RECORDS FOR THIS TASK |
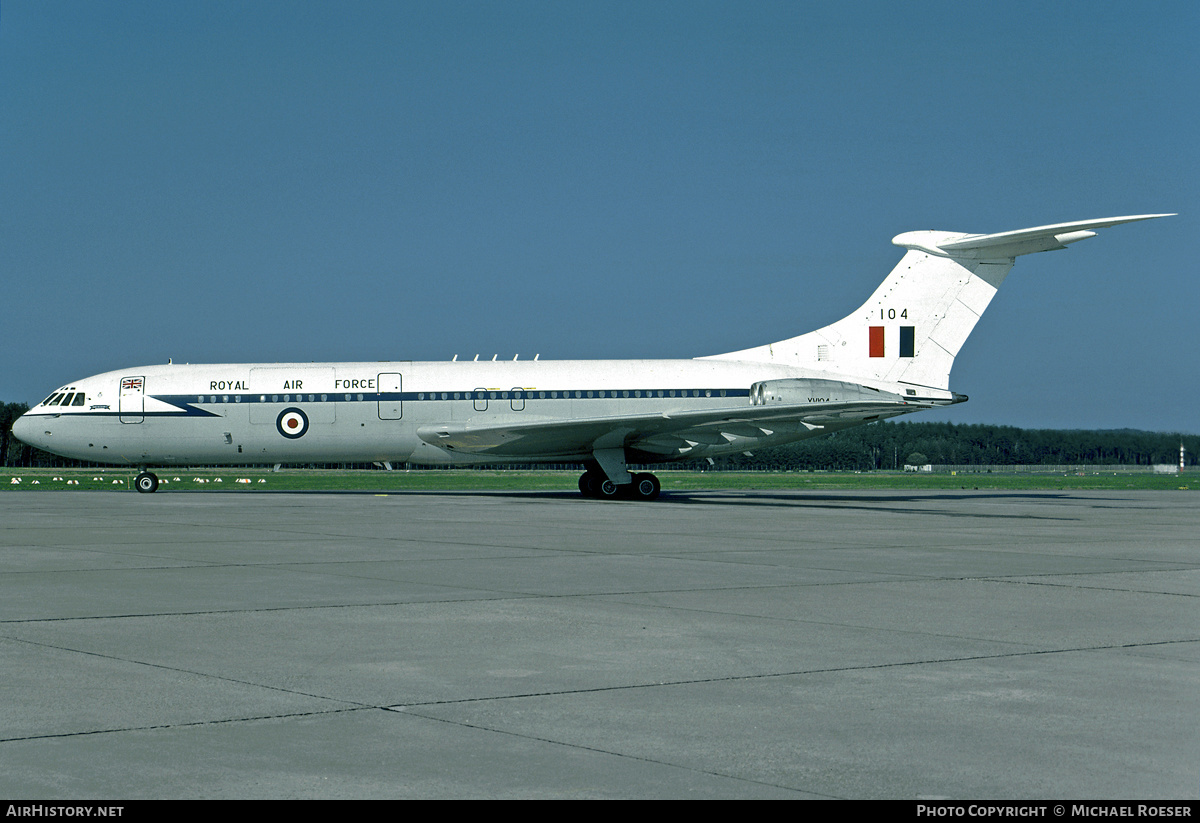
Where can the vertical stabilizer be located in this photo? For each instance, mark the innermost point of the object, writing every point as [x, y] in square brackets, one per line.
[919, 317]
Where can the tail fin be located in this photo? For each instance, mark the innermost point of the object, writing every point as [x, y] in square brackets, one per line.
[912, 328]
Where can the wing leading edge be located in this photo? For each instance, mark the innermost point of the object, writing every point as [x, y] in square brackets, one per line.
[667, 434]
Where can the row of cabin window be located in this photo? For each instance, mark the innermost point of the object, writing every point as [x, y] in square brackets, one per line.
[477, 395]
[65, 398]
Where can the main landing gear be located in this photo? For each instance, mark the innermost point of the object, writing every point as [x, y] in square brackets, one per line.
[595, 484]
[147, 482]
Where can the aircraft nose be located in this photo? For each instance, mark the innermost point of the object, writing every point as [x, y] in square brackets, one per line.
[25, 430]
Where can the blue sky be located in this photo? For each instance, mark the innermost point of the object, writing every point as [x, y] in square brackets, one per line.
[275, 181]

PROMPT | Include both ends. Return the line holding "Where can the main" and all lines after it in the records above, exactly as written.

RESPONSE TO THIS TASK |
Where can the main landing gear be located in this photo? For each instance, mark the innermost point of the object, writing every point as [x, y] in square brackets, one per line.
[595, 484]
[147, 482]
Where can the aircraft nose be located in this photo? For each instance, mark the innermost point of the object, writing every point as [x, y] in square brackets, one per line.
[25, 430]
Where can the blue sky be located in this photo? For each instance, mark the innermost point of the object, writing every point as [x, y] in square brackets, one per line.
[275, 181]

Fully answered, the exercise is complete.